### Problem requirements
Gather each line of the records below that contains the string "green" and reproduce those lines in full.

....

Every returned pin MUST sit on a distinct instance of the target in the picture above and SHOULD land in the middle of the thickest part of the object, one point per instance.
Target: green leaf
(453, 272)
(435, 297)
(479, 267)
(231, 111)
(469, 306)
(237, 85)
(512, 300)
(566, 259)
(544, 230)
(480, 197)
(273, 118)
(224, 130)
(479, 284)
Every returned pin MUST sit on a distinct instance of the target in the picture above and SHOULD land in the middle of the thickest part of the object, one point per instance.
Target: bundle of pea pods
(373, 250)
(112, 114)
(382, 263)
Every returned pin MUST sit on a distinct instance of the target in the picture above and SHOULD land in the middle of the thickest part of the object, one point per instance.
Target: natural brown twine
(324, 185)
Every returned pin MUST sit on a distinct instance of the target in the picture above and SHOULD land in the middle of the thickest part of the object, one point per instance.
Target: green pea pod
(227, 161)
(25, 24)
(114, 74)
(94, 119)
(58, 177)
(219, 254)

....

### Result below
Target: green leaf
Target: green pea pod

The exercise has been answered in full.